Outcome Harvesting Week: Outcome Harvesting as a Monitoring Approach by Goele Scheers

Hi, I am Goele Scheers, an independent M&E consultant based in Belgium.  I have worked closely with Ricardo Wilson-Grau since Outcome Harvesting (OH) was being developed and was working on an OH evaluation with him throughout his final year of life. I have always used OH for both monitoring and evaluation.

Outcome Harvesting works well for monitoring because staff engaged in implementing and monitoring the program can easily grasp “outcomes” as defined by OH, and take part in data collection, analysis and use of findings. OH can be combined with other methods to strengthen a monitoring system.

::::::::

**TASK STATEMENT**:
Print the passage of the Outcome Harvesting post from "Outcome Harvesting Week: Outcome" to "a monitoring system." word for word.

::::::::

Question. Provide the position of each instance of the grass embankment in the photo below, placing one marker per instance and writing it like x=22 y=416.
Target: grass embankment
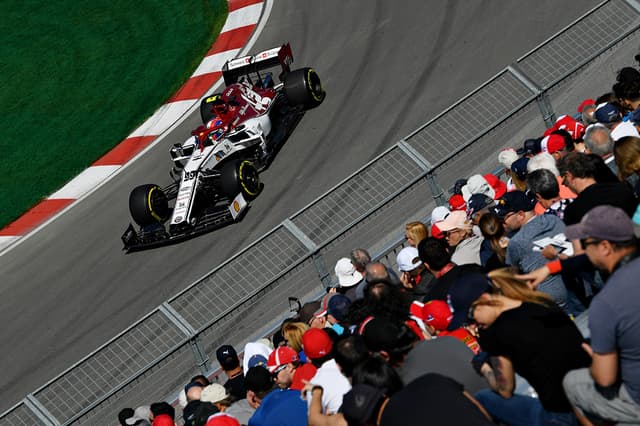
x=79 y=76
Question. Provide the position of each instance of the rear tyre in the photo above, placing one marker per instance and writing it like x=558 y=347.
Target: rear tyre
x=205 y=108
x=240 y=176
x=303 y=87
x=148 y=204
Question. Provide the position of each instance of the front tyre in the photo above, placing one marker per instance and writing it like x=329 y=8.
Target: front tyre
x=240 y=176
x=148 y=204
x=303 y=87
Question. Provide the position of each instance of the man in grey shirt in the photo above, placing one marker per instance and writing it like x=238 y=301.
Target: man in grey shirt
x=516 y=211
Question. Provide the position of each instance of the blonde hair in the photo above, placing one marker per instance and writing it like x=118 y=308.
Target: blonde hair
x=627 y=156
x=292 y=332
x=493 y=230
x=505 y=282
x=417 y=231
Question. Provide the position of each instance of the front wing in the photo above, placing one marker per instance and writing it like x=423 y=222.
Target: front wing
x=210 y=219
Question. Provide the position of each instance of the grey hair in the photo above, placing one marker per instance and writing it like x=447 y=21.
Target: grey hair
x=544 y=160
x=598 y=140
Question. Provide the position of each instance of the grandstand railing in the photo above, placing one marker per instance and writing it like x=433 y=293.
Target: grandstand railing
x=248 y=295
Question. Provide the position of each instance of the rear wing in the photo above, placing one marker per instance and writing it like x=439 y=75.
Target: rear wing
x=235 y=68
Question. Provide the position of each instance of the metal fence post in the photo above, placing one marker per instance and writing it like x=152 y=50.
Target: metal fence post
x=437 y=192
x=544 y=104
x=40 y=411
x=318 y=260
x=200 y=355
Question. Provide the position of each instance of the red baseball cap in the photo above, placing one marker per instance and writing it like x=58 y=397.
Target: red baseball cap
x=456 y=202
x=585 y=103
x=222 y=419
x=499 y=187
x=552 y=143
x=281 y=356
x=437 y=314
x=316 y=343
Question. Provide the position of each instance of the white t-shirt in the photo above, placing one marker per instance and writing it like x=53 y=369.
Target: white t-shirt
x=626 y=128
x=334 y=385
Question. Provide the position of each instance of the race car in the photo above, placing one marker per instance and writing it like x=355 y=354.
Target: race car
x=215 y=171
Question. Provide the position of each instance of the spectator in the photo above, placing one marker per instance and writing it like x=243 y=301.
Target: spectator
x=259 y=349
x=477 y=184
x=282 y=364
x=610 y=389
x=516 y=211
x=627 y=158
x=280 y=407
x=552 y=143
x=610 y=116
x=124 y=414
x=140 y=417
x=506 y=157
x=438 y=214
x=360 y=258
x=222 y=419
x=627 y=88
x=362 y=404
x=193 y=392
x=218 y=396
x=460 y=238
x=415 y=232
x=259 y=383
x=522 y=331
x=543 y=184
x=499 y=187
x=579 y=173
x=566 y=123
x=388 y=338
x=337 y=309
x=349 y=352
x=230 y=364
x=415 y=278
x=318 y=347
x=478 y=205
x=435 y=400
x=493 y=251
x=292 y=332
x=598 y=140
x=305 y=314
x=162 y=414
x=376 y=272
x=348 y=277
x=374 y=371
x=457 y=202
x=436 y=258
x=437 y=316
x=519 y=173
x=546 y=161
x=586 y=109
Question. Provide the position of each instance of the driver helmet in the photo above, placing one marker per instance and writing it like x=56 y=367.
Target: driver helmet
x=219 y=106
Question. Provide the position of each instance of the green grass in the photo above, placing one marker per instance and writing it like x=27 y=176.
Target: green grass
x=79 y=76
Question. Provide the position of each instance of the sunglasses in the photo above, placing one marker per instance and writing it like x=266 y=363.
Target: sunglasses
x=585 y=243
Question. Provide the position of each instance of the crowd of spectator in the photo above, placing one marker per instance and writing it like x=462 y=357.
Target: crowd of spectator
x=479 y=322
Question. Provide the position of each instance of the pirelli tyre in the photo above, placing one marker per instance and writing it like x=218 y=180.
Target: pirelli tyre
x=206 y=108
x=240 y=176
x=148 y=204
x=303 y=87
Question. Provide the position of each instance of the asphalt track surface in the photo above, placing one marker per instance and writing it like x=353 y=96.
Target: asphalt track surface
x=387 y=68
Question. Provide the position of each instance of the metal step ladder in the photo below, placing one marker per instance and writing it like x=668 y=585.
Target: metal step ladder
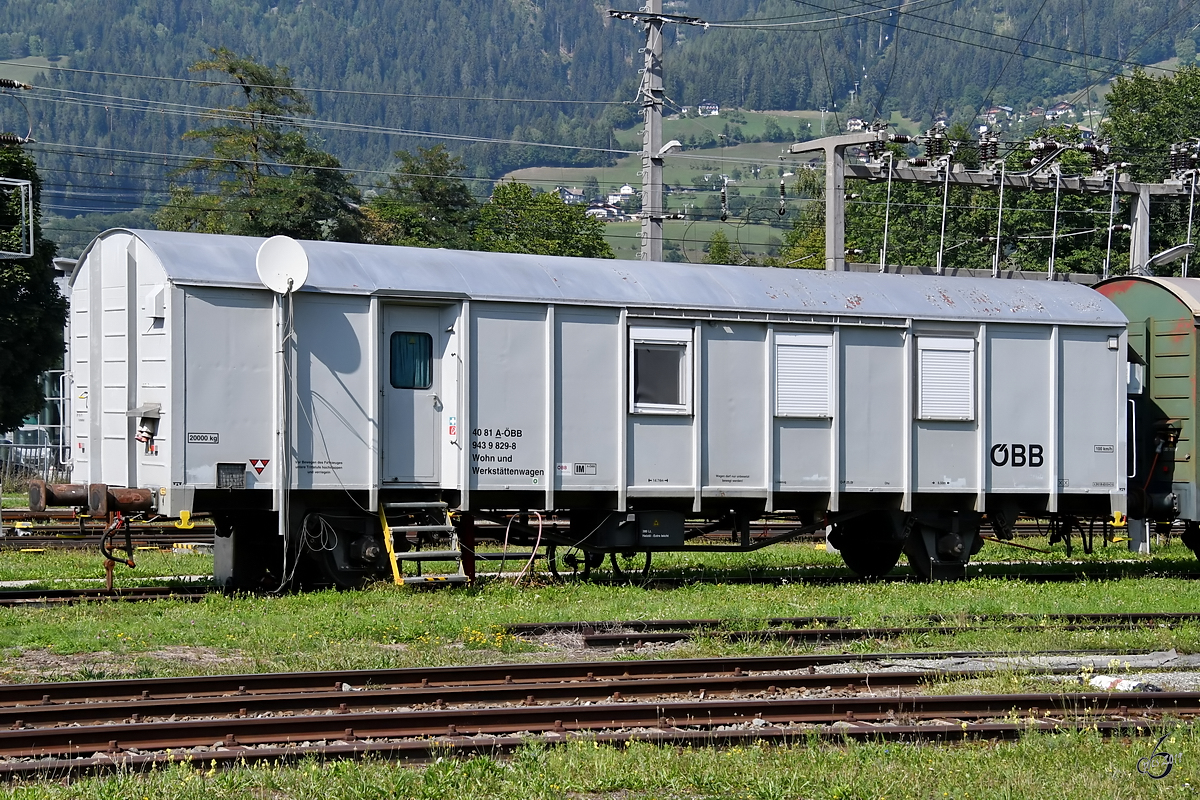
x=431 y=524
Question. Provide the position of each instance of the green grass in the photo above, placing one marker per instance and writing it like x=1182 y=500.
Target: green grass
x=388 y=626
x=51 y=565
x=29 y=68
x=1044 y=767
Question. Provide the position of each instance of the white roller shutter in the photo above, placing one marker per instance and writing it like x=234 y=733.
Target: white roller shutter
x=803 y=374
x=946 y=378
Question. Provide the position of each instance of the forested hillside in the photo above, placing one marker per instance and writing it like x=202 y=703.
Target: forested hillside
x=393 y=74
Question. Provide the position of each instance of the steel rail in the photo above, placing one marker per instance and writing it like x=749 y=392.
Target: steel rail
x=61 y=692
x=706 y=715
x=40 y=597
x=592 y=627
x=523 y=693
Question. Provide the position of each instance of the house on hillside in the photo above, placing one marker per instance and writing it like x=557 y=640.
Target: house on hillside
x=1060 y=109
x=570 y=196
x=605 y=212
x=625 y=192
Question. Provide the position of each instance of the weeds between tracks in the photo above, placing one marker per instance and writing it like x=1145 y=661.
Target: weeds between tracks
x=1065 y=765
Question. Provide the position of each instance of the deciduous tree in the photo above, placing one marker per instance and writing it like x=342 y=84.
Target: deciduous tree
x=519 y=221
x=426 y=203
x=270 y=179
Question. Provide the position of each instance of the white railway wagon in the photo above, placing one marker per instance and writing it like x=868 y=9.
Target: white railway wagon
x=903 y=410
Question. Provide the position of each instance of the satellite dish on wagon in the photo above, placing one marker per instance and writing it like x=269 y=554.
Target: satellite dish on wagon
x=282 y=264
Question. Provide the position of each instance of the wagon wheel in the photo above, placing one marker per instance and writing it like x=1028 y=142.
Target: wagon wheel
x=625 y=566
x=919 y=559
x=1192 y=535
x=867 y=545
x=571 y=563
x=873 y=558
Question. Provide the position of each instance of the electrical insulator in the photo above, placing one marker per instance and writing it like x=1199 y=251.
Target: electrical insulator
x=931 y=145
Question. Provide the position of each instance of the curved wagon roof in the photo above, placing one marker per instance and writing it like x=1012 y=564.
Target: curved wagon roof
x=335 y=268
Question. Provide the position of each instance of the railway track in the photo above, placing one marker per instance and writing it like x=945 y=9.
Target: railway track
x=65 y=596
x=413 y=713
x=813 y=630
x=42 y=597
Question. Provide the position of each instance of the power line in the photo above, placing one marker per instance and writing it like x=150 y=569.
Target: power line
x=203 y=82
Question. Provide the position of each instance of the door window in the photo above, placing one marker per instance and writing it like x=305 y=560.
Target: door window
x=412 y=360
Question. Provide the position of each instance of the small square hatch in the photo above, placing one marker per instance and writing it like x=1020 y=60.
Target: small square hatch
x=231 y=476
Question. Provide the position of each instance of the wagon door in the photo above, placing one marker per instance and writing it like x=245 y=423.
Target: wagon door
x=412 y=407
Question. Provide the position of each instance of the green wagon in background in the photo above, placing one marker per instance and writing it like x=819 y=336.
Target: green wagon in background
x=1164 y=314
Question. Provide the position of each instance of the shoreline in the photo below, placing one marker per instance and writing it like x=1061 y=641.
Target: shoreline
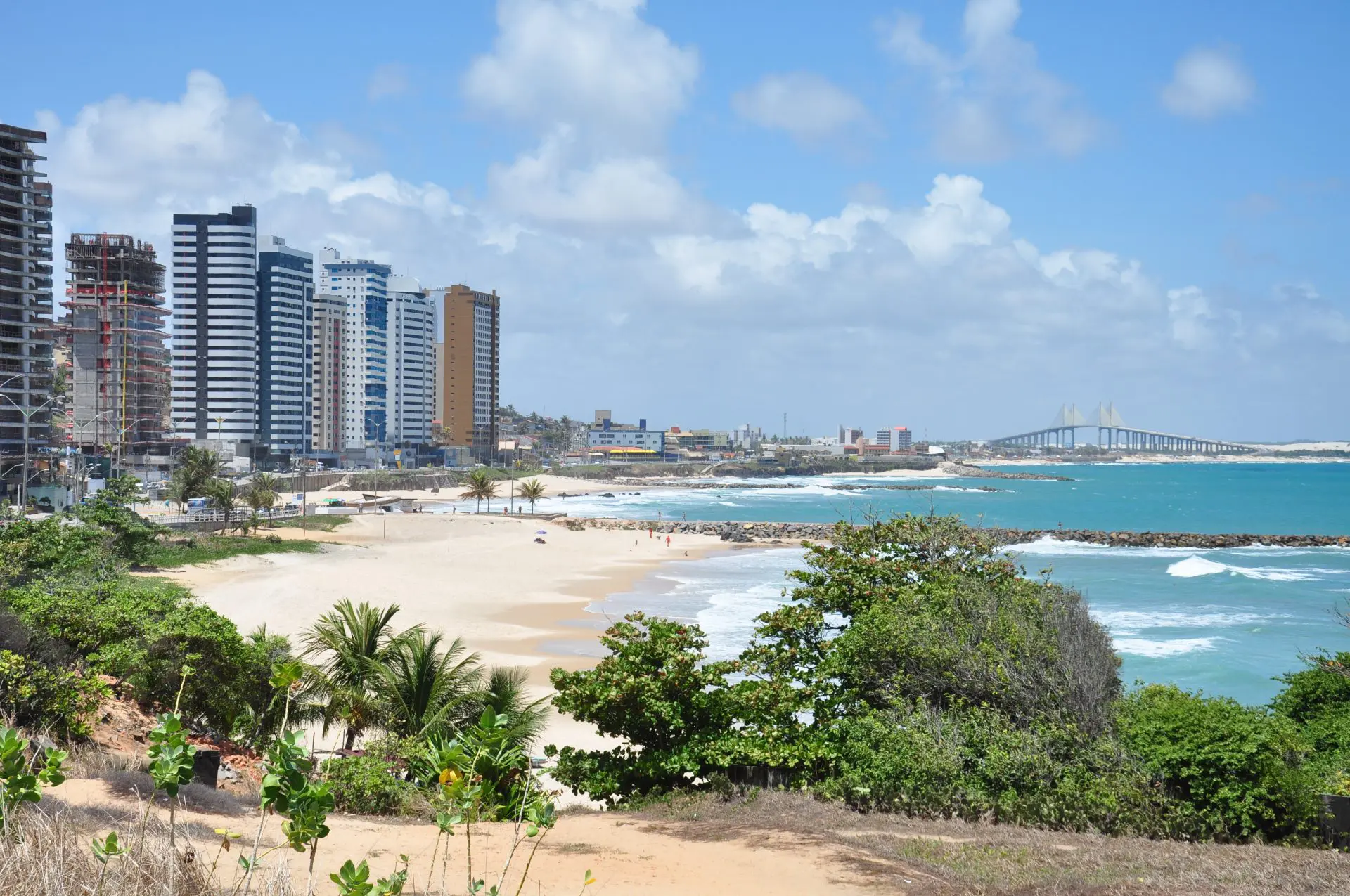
x=474 y=576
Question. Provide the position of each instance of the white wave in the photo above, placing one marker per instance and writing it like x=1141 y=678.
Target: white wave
x=1159 y=649
x=1134 y=621
x=1192 y=567
x=1052 y=547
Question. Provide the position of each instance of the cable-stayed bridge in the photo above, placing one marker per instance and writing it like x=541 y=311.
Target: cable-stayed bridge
x=1113 y=434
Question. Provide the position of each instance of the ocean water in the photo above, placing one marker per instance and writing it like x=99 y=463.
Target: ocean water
x=1221 y=621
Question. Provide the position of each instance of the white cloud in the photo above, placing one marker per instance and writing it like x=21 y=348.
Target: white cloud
x=591 y=64
x=801 y=103
x=600 y=86
x=993 y=100
x=1207 y=83
x=607 y=268
x=1191 y=315
x=388 y=80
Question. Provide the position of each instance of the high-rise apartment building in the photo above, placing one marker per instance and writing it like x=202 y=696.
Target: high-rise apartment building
x=25 y=299
x=285 y=362
x=115 y=331
x=365 y=287
x=215 y=319
x=412 y=339
x=470 y=375
x=328 y=398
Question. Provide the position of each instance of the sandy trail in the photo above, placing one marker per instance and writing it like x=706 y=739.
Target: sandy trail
x=624 y=855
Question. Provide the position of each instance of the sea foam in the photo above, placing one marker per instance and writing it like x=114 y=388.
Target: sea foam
x=1162 y=649
x=1192 y=567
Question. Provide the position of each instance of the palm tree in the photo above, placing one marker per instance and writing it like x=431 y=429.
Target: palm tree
x=221 y=494
x=196 y=469
x=504 y=693
x=480 y=486
x=531 y=490
x=346 y=649
x=262 y=491
x=428 y=690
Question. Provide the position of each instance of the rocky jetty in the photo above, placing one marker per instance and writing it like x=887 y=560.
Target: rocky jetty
x=971 y=472
x=792 y=532
x=911 y=488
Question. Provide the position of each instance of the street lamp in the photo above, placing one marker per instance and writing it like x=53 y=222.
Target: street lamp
x=220 y=420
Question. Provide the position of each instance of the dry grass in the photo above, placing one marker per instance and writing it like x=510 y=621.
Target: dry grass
x=945 y=857
x=49 y=856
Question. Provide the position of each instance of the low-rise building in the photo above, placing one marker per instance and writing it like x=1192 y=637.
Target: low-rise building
x=609 y=435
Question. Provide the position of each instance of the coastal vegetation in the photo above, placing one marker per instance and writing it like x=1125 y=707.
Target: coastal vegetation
x=77 y=628
x=914 y=673
x=917 y=670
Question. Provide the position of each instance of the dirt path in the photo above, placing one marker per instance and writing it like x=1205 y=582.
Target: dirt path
x=625 y=855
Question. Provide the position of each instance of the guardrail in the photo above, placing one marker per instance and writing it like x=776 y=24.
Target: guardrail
x=238 y=514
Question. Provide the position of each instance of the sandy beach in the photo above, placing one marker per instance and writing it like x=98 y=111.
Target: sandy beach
x=475 y=576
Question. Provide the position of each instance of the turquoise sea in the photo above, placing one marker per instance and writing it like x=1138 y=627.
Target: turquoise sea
x=1222 y=621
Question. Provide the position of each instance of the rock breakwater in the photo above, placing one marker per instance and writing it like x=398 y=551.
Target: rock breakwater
x=793 y=532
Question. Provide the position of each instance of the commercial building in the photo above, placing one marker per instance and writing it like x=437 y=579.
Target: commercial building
x=365 y=287
x=472 y=324
x=285 y=356
x=620 y=436
x=849 y=435
x=25 y=300
x=327 y=384
x=214 y=327
x=412 y=337
x=115 y=332
x=747 y=436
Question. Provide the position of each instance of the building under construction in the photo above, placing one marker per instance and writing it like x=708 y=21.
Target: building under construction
x=119 y=366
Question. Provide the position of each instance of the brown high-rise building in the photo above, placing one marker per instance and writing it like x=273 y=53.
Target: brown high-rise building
x=472 y=323
x=115 y=327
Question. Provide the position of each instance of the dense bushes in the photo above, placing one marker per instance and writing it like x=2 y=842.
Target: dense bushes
x=974 y=762
x=917 y=670
x=1233 y=771
x=368 y=786
x=68 y=605
x=143 y=630
x=39 y=698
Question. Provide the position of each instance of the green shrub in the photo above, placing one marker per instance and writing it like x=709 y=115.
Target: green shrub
x=131 y=538
x=925 y=608
x=1318 y=701
x=368 y=786
x=143 y=630
x=974 y=762
x=654 y=692
x=37 y=698
x=1235 y=772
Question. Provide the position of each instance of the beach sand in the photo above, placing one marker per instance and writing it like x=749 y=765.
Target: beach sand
x=475 y=576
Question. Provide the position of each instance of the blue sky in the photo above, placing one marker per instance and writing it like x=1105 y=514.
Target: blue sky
x=736 y=204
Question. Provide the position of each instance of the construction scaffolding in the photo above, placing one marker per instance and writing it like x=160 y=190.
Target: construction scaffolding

::::::::

**RESULT OF THE TASK**:
Outcome Harvesting Week: Outcome Harvesting as a Monitoring Approach by Goele Scheers

Hi, I am Goele Scheers, an independent M&E consultant based in Belgium.  I have worked closely with Ricardo Wilson-Grau since Outcome Harvesting (OH) was being developed and was working on an OH evaluation with him throughout his final year of life. I have always used OH for both monitoring and evaluation.

Outcome Harvesting works well for monitoring because staff engaged in implementing and monitoring the program can easily grasp “outcomes” as defined by OH, and take part in data collection, analysis and use of findings. OH can be combined with other methods to strengthen a monitoring system.